ASSIGNED TASK:
What follows is a set of entries; retype all of them exactly.

──────

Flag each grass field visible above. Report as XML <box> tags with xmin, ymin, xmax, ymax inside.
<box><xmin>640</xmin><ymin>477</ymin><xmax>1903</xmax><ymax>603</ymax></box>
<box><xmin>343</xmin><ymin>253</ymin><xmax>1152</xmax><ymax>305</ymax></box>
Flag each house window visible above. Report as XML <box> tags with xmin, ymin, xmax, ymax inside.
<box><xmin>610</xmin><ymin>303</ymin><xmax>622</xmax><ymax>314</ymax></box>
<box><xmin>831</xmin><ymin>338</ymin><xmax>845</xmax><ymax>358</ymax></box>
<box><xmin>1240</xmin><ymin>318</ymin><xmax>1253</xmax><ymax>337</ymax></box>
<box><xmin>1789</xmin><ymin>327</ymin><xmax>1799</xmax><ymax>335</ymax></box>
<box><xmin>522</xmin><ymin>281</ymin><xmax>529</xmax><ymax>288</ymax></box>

──────

SOLUTION:
Flag each grass field visible above. Report as XML <box> tags with xmin, ymin, xmax, ymax inside.
<box><xmin>640</xmin><ymin>477</ymin><xmax>1903</xmax><ymax>603</ymax></box>
<box><xmin>343</xmin><ymin>253</ymin><xmax>1152</xmax><ymax>305</ymax></box>
Flag each house window visible above. Report as XML <box> tags with xmin, ymin, xmax, ymax inside.
<box><xmin>610</xmin><ymin>303</ymin><xmax>622</xmax><ymax>314</ymax></box>
<box><xmin>831</xmin><ymin>338</ymin><xmax>845</xmax><ymax>358</ymax></box>
<box><xmin>1240</xmin><ymin>318</ymin><xmax>1253</xmax><ymax>337</ymax></box>
<box><xmin>1789</xmin><ymin>327</ymin><xmax>1799</xmax><ymax>335</ymax></box>
<box><xmin>522</xmin><ymin>281</ymin><xmax>529</xmax><ymax>288</ymax></box>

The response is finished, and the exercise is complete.